→ **Required work**:
a – What methods does the piece on Sharon's plan say he has chosen to carry out the plan? List each by the name the text gives it.
b – Can you sum up the piece on Sharon's plan in two sentences?
c – Answer these questions from the piece on Sharon's plan, one line each:
(i) What share of the West Bank does the plan amount to annexing?
(ii) According to the "Immediate implementation" section, what three things are being built now?
(iii) What are the Israeli peace forces distributing in their fight against the settlers?

→ **Document extract**:
The aim is to annex as large an area as possible without incorporating a significant number of Arabs. This amounts to the annexation of some 58 percent of the West Bank to Israel and the creation of autonomous enclaves for the Palestinians in their towns and densely populated village areas.

In order to carry out this plan, Sharon has chosen the following methods:

(a) Avoidance of any negotiations. Sharon adamantly refuses to have any real negotiations with the Palestinian leadership. He knows that such negotiations will inevitably lead to the withdrawal of Israel to a slightly amended Green Line that will, at most, allow for the annexation of the settlement blocs adjoining the pre-1967 border. Therefore, negotiations must be prevented on every possible pretext: “There is nobody to talk with”, “Mahmoud Abbas is a weakling”, “We shall not talk with him until he destroys the infrastructure of terrorism and incitement”, and suchlike.

(b) “Unilateralism”. After the “unilateral” disengagement from Gaza, Israel will unilaterally fix its borders according to its “security and demographic needs”, as determined by itself. According to Sharon’s announcements, this will include the annexation of “essential security areas, the large settlement blocs and Greater Jerusalem”. Meaning: All the Jordan valley and the eastern slopes of the central Palestinian mountain range; the Jerusalem area, Ma’aleh Adumim and all the area between them; all the settlement blocs and the roads connecting them to each other and to Israel.

(c) Immediate implementation. This is not a plan for sometime in the future but an operational order for today. It is already being carried out now by finishing the building of the wall, the construction of new settlements, especially in the area between the wall and the Green Line, and the building of new roads.

(d) Dismantling remote settlements. Small settlements located in areas not to be annexed must be evacuated. The announcement of the intention to dismantle them will enable Sharon to present himself as a Man of Peace and obtain American consent for his plan. For this purpose, everything will be accompanied by vague statements about the intention of achieving a permanent settlement with the Palestinians sometime in the future, after they eliminate the “terrorist infrastructure” and “internalize” Israel’s new borders.

Sharon still hopes that after the dust of the “disengagement” settles, he will succeed in coming to an agreement with the settlers about this plan. But the chances for that are slim. It is precisely the small settlements inside the future Palestinian enclaves that Sharon plans to abandon that house the hardcore of the settlers’ movement and are the centers of the nationalist-messianic creed. One cannot even dream of evacuating places like Ophra, Beth-El, Yitshar, Brakha, Tapuakh and their like without bloodshed, whatever happens at Gush Katif. The real purpose of the struggle of the settlers for Gush Katif is to frighten the public and convince them that any further confrontation will be even more extreme.

The Sharon plan represents a great danger for the future of Israel. It is based on the assumption that peace with the Palestinian people, and the entire Arab world, is neither desirable nor important, compared with achieving the widest possible borders for a Greater Israel. If implemented, it will lead to the collapse of the Palestinian Authority, push the Palestinian people into the arms of extreme Islamic movements, and ignite a war that will go on for many years.

At the moment, the Israeli peace forces are busy furthering the Gaza disengagement and fighting against the settlers, among other things by distributing the blue ribbon. Only a small, radical part continues fighting against the Wall, exposing its real aim inside Israel and abroad and incessantly demonstrating against its ongoing construction. Most of the peace forces sing hosannas to Sharon personally. But the moment this operation is completed, the whole camp must rally against Sharon and his plan.

In other words: To turn the struggle against the Gush Katif settlements into a struggle against all the settlements that stand in the way of peace with the Palestinians

The moment of truth is approaching rapidly — and in five short weeks it will be here.

[Point-per-instance localization data]
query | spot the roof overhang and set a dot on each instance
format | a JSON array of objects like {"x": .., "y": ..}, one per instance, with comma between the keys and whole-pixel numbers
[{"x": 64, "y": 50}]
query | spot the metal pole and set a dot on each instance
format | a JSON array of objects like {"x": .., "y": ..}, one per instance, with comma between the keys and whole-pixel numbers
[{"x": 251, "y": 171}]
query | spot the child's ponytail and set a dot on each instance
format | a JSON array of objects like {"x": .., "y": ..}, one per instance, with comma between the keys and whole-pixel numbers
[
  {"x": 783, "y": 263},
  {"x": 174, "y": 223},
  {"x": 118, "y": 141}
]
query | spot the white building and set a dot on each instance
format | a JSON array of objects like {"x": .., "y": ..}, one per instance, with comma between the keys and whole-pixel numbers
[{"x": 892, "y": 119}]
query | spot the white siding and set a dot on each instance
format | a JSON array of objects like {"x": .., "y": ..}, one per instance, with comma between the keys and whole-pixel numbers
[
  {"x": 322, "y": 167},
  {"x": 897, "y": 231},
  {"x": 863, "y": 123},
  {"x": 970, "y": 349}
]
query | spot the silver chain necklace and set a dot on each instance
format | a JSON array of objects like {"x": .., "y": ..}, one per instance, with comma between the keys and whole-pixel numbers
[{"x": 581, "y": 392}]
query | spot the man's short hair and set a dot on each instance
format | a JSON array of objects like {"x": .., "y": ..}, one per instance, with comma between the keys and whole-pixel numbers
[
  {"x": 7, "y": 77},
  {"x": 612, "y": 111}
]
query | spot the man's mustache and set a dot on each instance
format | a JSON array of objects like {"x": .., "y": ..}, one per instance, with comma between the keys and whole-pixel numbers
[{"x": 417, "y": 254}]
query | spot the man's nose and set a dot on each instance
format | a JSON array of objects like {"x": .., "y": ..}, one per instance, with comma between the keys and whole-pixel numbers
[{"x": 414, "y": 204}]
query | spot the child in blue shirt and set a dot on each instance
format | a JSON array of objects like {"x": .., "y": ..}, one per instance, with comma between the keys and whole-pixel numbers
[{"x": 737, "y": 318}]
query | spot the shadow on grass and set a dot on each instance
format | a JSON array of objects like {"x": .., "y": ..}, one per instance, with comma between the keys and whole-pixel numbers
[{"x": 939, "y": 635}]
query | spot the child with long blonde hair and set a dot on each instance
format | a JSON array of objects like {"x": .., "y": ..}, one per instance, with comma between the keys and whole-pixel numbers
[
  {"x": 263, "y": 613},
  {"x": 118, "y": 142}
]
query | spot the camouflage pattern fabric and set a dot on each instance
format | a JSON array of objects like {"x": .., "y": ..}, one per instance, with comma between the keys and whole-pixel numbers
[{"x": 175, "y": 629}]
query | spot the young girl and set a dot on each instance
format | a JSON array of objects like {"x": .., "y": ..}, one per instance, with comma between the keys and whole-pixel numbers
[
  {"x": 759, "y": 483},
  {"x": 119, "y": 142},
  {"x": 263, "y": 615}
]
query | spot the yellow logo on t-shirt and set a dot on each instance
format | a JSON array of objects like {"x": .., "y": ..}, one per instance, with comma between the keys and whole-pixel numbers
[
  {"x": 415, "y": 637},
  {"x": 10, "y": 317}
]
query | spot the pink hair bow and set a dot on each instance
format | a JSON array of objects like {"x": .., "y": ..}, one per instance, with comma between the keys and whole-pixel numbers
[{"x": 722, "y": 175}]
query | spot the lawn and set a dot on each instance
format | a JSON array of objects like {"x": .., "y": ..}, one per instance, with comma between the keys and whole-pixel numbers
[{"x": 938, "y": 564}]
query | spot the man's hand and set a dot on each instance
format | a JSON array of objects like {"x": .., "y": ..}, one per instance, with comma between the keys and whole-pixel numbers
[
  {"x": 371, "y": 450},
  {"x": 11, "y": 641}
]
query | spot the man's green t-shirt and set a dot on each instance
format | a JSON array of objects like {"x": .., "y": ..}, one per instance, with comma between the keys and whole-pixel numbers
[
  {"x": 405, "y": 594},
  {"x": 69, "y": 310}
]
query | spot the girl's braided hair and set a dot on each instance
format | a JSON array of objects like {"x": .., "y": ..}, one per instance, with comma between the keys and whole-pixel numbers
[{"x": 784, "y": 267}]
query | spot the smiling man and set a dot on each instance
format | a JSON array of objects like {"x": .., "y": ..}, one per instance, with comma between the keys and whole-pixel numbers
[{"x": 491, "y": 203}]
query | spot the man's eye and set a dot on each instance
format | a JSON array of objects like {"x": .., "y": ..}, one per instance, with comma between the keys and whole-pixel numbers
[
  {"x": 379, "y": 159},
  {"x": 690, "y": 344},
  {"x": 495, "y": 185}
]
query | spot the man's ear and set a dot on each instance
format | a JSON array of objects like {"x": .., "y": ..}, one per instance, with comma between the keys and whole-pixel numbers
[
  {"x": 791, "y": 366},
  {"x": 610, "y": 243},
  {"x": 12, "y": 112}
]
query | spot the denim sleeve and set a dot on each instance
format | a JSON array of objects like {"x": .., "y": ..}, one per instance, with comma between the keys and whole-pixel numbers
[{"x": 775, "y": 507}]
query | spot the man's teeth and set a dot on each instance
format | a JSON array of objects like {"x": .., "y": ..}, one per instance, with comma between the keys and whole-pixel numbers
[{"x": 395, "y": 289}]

→ **Task-by-task results**:
a –
Avoidance of any negotiations
"Unilateralism"
Immediate implementation
Dismantling remote settlements

b – Sharon's plan aims to annex about 58 percent of the West Bank while confining Palestinians to autonomous enclaves, using four methods: avoiding negotiations, fixing borders unilaterally, carrying out the plan immediately, and evacuating remote settlements. The piece calls the plan a great danger for Israel's future and says that once the Gaza disengagement is completed, the peace camp must rally against Sharon and his plan.

c –
(i) Some 58 percent.
(ii) The wall, new settlements and new roads.
(iii) The blue ribbon.